### Document segment
New Delhi: India's industrial output rose an annual 7.6 per cent in December, outpacing the previous month due to a pick-up in manufacturing, but analysts expect tight rate policy and a firm rupee to keep it below blistering levels seen earlier last year.
Official data released on Tuesday showed output in December grew an annual 7.6 per cent, in line with a Reuters poll of analysts, but higher than the previous month's downwardly revised growth of 5.1 per cent.
The rebound in expansion still leaves it far below the double digits clocked up in much of the first half of 2007.
Analysts said the numbers were unlikely to prompt the central bank to ease its tight monetary policy any time soon with high commodity prices threatening to take inflation higher.
Other data
"Going forward, we expect growth to remain around these levels until end-March and expect it to pick up from second quarter (of fiscal 2008-09), propelled by infrastructure," Shubhada Rao, chief economist at Yes Bank in Mumbai, said.
"We expect policy rates to remain unchanged for now and see a possibility of easing only around mid-2008."
Markets remained largely cool to the data with the partially convertible rupee unchanged at 39.65/66 per dollar from before the release, and the 10 year benchmark federal bond one basis points higher at 7.46 per cent.
Manufacturing, which accounts for 15 per cent of gross domestic product, rose 8.4 per cent in December from a year earlier, compared with downwardly revised growth of 5.0 per cent in November.
Consumer goods output rose an annual 8.7 per cent, and capital goods output continued to be strong with the sector growing 16.6 per cent in December from a year earlier.
Expansion has been dampened by a series of interest rate rises from June 2006 and increases in bank reserve requirements, which have slowed demand for automobiles, real estate and some consumer durables.
At a policy review last month, the central bank kept policy rates steady.

### Provided information
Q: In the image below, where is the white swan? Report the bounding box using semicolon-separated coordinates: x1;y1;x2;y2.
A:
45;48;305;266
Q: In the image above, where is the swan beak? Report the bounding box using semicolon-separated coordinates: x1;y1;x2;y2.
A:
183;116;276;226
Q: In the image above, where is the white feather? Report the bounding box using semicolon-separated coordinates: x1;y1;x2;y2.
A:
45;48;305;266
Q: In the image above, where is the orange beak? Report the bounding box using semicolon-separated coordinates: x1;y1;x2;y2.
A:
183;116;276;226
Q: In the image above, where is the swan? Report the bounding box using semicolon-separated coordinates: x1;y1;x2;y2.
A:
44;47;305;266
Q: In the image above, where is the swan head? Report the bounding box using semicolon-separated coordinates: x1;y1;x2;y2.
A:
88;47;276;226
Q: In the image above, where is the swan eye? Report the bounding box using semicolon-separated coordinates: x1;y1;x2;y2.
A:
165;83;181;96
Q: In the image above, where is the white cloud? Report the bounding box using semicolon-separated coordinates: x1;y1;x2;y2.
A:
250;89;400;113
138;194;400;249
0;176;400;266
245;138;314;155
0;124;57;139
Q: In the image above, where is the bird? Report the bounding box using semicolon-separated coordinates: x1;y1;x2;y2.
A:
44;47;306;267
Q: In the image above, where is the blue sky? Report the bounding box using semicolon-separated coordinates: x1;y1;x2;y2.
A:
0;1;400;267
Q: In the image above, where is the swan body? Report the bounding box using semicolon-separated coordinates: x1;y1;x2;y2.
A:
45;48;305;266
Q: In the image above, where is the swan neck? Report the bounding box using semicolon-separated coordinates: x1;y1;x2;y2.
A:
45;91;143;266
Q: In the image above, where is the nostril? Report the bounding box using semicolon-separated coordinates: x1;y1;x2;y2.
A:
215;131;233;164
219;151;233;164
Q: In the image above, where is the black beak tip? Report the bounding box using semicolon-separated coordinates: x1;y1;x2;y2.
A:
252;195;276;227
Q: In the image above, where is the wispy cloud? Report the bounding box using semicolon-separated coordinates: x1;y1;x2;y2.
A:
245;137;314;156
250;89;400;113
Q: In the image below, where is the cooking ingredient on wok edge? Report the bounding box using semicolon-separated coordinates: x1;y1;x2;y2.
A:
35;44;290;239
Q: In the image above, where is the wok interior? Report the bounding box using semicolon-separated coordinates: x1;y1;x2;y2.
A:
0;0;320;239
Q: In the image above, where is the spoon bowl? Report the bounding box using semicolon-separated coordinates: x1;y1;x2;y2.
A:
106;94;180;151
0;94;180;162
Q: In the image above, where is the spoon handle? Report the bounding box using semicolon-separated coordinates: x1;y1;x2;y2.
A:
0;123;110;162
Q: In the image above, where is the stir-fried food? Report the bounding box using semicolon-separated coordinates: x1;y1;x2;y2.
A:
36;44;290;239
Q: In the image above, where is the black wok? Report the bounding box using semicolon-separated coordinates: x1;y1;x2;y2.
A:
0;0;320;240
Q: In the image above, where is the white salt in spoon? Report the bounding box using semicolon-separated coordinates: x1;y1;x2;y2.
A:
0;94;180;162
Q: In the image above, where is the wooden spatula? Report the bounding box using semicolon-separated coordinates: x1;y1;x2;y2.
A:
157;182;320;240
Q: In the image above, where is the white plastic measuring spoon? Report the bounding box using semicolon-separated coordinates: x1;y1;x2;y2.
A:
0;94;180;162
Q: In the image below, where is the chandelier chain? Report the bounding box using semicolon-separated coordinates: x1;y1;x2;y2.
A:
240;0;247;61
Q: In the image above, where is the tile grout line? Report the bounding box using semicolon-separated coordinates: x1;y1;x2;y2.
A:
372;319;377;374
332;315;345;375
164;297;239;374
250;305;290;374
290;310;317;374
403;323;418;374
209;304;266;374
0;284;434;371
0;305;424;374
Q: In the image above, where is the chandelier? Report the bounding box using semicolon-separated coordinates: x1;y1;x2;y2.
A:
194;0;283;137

### Objective 1
In the report on India's industrial output, what are the answers to these?
(a) How much did manufacturing grow in December from a year earlier?
(b) At what level did the rupee stand per dollar after the data release?
(c) Since when has a series of interest rate rises dampened expansion?
### Objective 2
Can you repeat word for word the stretch of the industrial output report from "Consumer goods output" through "some consumer durables."?

### Expected output 1
(a) 8.4 per cent
(b) 39.65/66 per dollar
(c) June 2006

### Expected output 2
Consumer goods output rose an annual 8.7 per cent, and capital goods output continued to be strong with the sector growing 16.6 per cent in December from a year earlier.
Expansion has been dampened by a series of interest rate rises from June 2006 and increases in bank reserve requirements, which have slowed demand for automobiles, real estate and some consumer durables.